Text section
■ ■ ■ ■ ■ ■ ■

CHICAGO (AP) — A suspected serial killer strangled a suburban Chicago teenage girl in 1976 and likely killed another woman just days before she was to testify in court that he raped her, police said Monday.
Lisle Police Detective Chris Loudon, who investigated the January 1976 slaying of 16-year-old Pamela Maurer of Woodridge, said during a news conference that DNA recovered from the exhumed remains of Bruce Lindahl indicated he killed the teen.
“I suspect him to be a serial killer,” Loudon said of Lindahl, whose body was exhumed in November.
Authorities are trying to determine if photographs of unidentified females that were found in Lindahl’s home depict other victims.
The announcement came on the 44th anniversary of the day a motorist found Maurer’s body by the side of a road. She was last seen a day earlier leaving a friend’s house to buy a soft drink.
At the time, police concluded that her body may have been placed there by her killer to make her death look like a hit-and-run. But the coroner determined Maurer had been strangled, and police concluded that a rubber hose found nearby was used to end her life.
The case went unsolved for decades, but that changed with advances in forensic technology. Nineteen years ago, investigators analyzed evidence that had been collected from the girl’s body and stored, and they developed a profile of the suspected killer, DuPage County County State’s Attorney Robert Berlin said at the news conference.
No suspect was immediately identified. But last year, advanced DNA testing was conducted, enabling scientists to create a “snapshot” of the suspect’s traits including eye color, skin color, and the shape of his face.
That information, coupled with the analysis of a public genealogy database, led authorities to identify Lindahl as a suspect, he said.
That identification using genealogical evidence — the first of its kind used in Illinois in a murder case, Berlin said — led to the discovery of what authorities believe was a series of crimes by Lindahl, including the sexual assault of young women and at least two other homicides.

■ ■ ■ ■ ■ ■ ■

Records supplied

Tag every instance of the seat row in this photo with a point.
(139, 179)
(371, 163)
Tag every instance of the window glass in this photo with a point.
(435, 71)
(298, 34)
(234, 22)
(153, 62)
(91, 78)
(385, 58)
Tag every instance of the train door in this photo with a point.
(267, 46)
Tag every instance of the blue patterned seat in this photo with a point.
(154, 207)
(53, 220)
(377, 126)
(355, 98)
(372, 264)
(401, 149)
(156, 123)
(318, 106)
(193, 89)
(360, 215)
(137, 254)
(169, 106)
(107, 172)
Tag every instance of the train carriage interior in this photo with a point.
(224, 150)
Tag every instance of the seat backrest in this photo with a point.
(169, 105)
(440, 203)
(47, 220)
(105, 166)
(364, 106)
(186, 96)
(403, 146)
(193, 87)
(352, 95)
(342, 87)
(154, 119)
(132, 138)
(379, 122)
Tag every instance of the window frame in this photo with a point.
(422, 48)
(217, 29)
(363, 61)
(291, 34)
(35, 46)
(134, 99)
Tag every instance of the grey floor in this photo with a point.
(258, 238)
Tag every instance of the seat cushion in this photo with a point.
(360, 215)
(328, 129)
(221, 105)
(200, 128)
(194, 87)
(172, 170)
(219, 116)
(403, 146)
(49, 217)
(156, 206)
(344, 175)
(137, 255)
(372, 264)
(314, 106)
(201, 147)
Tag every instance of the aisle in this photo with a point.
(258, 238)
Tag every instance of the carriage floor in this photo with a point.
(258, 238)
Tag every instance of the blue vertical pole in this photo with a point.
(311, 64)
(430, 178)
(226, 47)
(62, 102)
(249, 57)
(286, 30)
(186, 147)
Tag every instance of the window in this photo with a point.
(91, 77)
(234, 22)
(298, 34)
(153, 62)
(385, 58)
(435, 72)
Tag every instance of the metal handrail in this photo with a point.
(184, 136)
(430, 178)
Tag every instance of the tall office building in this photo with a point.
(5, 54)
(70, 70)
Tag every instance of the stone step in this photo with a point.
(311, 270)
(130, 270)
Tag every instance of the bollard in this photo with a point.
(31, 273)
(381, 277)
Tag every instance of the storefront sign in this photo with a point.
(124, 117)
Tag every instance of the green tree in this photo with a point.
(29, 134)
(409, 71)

■ ■ ■ ■ ■ ■ ■

Work instruction 1
Summarize the news story about the Pamela Maurer case in two sentences.
Work instruction 2
Reproduce the news story about the Pamela Maurer case word for word, everything from "Lisle Police Detective" down to "a soft drink.".

Solution 1
Police said DNA from the exhumed remains of Bruce Lindahl indicates he strangled 16-year-old Pamela Maurer of Woodridge in January 1976, a case that went unsolved for decades. Advanced DNA testing combined with a public genealogy database led authorities to identify Lindahl, and they now believe he committed a series of crimes, including sexual assaults of young women and at least two other homicides.

Solution 2
Lisle Police Detective Chris Loudon, who investigated the January 1976 slaying of 16-year-old Pamela Maurer of Woodridge, said during a news conference that DNA recovered from the exhumed remains of Bruce Lindahl indicated he killed the teen.
“I suspect him to be a serial killer,” Loudon said of Lindahl, whose body was exhumed in November.
Authorities are trying to determine if photographs of unidentified females that were found in Lindahl’s home depict other victims.
The announcement came on the 44th anniversary of the day a motorist found Maurer’s body by the side of a road. She was last seen a day earlier leaving a friend’s house to buy a soft drink.